- TASK BRIEF -
Revise the records from the line with "Teacher note: indicate the woman's forehead" through the line with "point(205, 162)", replacing "Teacher note" with "Instructor note" and leaving all else unchanged.

- MATERIAL SHOWN -
========================

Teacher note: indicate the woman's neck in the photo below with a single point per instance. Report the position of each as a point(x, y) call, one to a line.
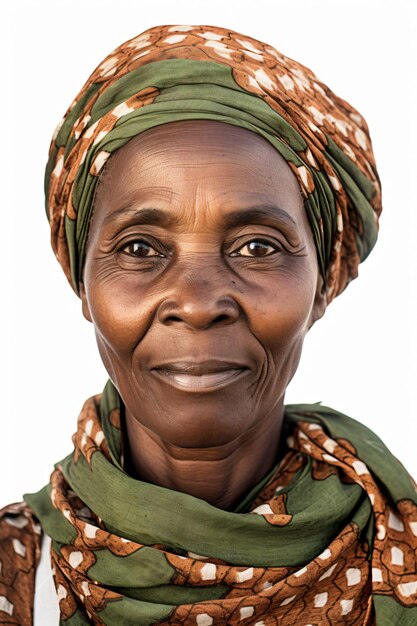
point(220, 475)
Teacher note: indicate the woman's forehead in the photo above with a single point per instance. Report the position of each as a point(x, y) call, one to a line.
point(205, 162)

========================

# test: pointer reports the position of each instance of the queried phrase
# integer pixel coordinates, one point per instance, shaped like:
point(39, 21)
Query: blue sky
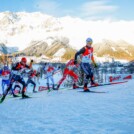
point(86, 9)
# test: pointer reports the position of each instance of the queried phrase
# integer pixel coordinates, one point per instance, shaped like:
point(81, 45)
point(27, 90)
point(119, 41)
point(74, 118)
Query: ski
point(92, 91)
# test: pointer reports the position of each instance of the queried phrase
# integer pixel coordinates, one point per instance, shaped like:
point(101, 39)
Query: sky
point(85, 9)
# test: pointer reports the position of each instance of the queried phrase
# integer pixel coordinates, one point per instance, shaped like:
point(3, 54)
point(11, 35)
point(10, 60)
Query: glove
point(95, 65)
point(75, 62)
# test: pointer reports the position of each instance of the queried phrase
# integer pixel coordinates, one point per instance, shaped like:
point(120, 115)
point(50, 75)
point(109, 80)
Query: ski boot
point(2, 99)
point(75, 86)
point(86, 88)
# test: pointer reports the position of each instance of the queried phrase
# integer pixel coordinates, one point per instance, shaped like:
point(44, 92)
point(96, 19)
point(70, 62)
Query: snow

========================

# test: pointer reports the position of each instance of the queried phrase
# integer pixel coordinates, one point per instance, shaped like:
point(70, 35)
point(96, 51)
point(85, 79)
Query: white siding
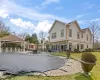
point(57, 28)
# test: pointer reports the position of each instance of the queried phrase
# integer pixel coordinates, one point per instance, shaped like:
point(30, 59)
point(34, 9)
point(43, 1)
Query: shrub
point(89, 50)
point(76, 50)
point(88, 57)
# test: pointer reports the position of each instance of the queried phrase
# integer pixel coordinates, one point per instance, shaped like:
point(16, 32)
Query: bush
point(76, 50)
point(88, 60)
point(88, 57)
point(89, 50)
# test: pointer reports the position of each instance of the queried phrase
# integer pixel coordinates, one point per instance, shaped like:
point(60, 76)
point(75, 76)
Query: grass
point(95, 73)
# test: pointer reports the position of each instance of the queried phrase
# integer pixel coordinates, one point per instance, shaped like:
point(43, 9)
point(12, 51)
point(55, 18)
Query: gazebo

========================

- ANSWER TO THE EXERCISE -
Instructor note: indicate the woman's forehead in the photo above with a single point per instance. Report the position of each as a point(x, y) call, one to a line.
point(205, 162)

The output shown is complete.